Today’s Matt Levine edition about Credit Suisse (here)is really really good. In particular the explanation about AT1 Bonds:
AT1s
After the 2008 financial crisis, European banks issued a lot of what are called “additional tier 1 capital securities,” or “contingent convertibles,” or AT1s or CoCos. The way an AT1 works is like this:
- It is a bond, has a fixed face amount, and pays regular interest.
- It is perpetual — the bank never has to pay it back — but the bank can pay it back after five years, and generally does.
- If the bank’s common equity tier 1 capital ratio — a measure of its regulatory capital — ffalls below 7%, then the AT1 is written down to zero: It never needs to be paid back; it just goes away completely.
This — a “7% trigger permanent write-down AT1” — is not the only way for an AT1 to work, though it is the way that Credit Suisse’s AT1s worked. Some AT1s have different triggers. Some AT1s convert into common stock when the trigger is hit, instead of being written down to zero; others are temporarily written down (they stop paying interest) when the trigger is hit, but can bounce back if the equity recovers. (Here is a 2013 primer on CoCos from the Bank for International Settlements.)
These securities are, basically, a trick. To investors, they seem like bonds: They pay interest, get paid back in five years, feel pretty safe. To regulators, they seem like equity: If the bank runs into trouble, it can raise capital by zeroing the AT1s. If investors think they are bonds and regulators think they are equity, somebody is wrong. The investors are wrong.

##########

SHORT EXERCISE
Reproduce the entire passage on AT1 bonds word for word.

EXTRACTED DATA
##########

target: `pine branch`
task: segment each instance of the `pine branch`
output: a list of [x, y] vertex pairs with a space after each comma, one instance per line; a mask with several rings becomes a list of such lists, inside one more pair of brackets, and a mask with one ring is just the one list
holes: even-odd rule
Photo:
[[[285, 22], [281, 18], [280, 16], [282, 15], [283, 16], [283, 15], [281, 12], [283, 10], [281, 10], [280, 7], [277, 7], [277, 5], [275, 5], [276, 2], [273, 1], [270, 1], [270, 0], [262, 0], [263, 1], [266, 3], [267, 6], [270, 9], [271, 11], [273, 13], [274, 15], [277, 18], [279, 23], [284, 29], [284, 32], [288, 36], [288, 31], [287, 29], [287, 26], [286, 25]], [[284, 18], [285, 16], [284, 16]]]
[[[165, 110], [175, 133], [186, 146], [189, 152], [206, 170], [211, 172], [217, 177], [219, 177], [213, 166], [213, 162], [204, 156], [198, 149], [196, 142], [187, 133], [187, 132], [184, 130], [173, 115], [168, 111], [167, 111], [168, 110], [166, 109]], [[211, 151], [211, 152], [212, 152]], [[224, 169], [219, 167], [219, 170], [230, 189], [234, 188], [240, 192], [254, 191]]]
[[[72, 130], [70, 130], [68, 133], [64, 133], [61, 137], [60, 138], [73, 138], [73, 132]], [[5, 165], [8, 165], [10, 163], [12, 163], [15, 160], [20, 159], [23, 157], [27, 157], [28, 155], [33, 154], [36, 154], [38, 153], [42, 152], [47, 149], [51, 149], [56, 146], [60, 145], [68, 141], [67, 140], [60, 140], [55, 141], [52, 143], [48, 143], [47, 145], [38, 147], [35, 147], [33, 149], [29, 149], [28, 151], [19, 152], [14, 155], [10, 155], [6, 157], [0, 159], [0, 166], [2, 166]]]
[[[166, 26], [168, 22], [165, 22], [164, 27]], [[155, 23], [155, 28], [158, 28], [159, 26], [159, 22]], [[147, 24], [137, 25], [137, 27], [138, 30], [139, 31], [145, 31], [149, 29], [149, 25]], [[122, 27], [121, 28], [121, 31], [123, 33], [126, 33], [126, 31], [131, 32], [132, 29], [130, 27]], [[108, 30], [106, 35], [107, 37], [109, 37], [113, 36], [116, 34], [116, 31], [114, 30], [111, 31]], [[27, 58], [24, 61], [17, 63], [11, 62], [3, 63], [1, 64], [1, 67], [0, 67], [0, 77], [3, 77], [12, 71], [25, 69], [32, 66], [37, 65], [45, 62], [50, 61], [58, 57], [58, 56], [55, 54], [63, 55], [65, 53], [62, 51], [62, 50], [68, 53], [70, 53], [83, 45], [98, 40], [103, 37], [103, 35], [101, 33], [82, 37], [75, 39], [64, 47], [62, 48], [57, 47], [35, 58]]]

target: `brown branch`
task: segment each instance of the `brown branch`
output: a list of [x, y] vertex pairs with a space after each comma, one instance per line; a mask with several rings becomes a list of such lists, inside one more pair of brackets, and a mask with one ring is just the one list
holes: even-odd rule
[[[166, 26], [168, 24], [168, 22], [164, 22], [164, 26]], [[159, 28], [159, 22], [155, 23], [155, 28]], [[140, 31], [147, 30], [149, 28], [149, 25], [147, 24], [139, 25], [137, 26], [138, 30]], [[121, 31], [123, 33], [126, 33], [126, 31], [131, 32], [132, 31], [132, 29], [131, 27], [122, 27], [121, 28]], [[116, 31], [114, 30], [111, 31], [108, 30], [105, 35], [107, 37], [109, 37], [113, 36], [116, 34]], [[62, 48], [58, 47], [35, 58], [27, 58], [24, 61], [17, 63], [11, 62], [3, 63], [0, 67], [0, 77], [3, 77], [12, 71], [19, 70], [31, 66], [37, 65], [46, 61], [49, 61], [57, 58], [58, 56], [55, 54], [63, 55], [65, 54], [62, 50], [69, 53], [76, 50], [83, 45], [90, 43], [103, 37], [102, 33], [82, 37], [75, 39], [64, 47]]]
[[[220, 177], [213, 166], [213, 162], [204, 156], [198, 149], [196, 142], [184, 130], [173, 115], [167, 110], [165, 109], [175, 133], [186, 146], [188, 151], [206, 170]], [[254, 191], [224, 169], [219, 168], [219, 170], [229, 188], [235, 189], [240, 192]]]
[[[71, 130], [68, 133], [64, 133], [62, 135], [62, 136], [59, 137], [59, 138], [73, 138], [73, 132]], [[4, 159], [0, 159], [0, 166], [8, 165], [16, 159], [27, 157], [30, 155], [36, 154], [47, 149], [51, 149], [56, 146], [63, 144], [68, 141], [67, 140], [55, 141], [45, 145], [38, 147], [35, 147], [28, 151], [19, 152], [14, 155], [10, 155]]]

##########

RESPONSE
Today’s Matt Levine edition about Credit Suisse (here)is really really good. In particular the explanation about AT1 Bonds:
AT1s
After the 2008 financial crisis, European banks issued a lot of what are called “additional tier 1 capital securities,” or “contingent convertibles,” or AT1s or CoCos. The way an AT1 works is like this:
- It is a bond, has a fixed face amount, and pays regular interest.
- It is perpetual — the bank never has to pay it back — but the bank can pay it back after five years, and generally does.
- If the bank’s common equity tier 1 capital ratio — a measure of its regulatory capital — ffalls below 7%, then the AT1 is written down to zero: It never needs to be paid back; it just goes away completely.
This — a “7% trigger permanent write-down AT1” — is not the only way for an AT1 to work, though it is the way that Credit Suisse’s AT1s worked. Some AT1s have different triggers. Some AT1s convert into common stock when the trigger is hit, instead of being written down to zero; others are temporarily written down (they stop paying interest) when the trigger is hit, but can bounce back if the equity recovers. (Here is a 2013 primer on CoCos from the Bank for International Settlements.)
These securities are, basically, a trick. To investors, they seem like bonds: They pay interest, get paid back in five years, feel pretty safe. To regulators, they seem like equity: If the bank runs into trouble, it can raise capital by zeroing the AT1s. If investors think they are bonds and regulators think they are equity, somebody is wrong. The investors are wrong.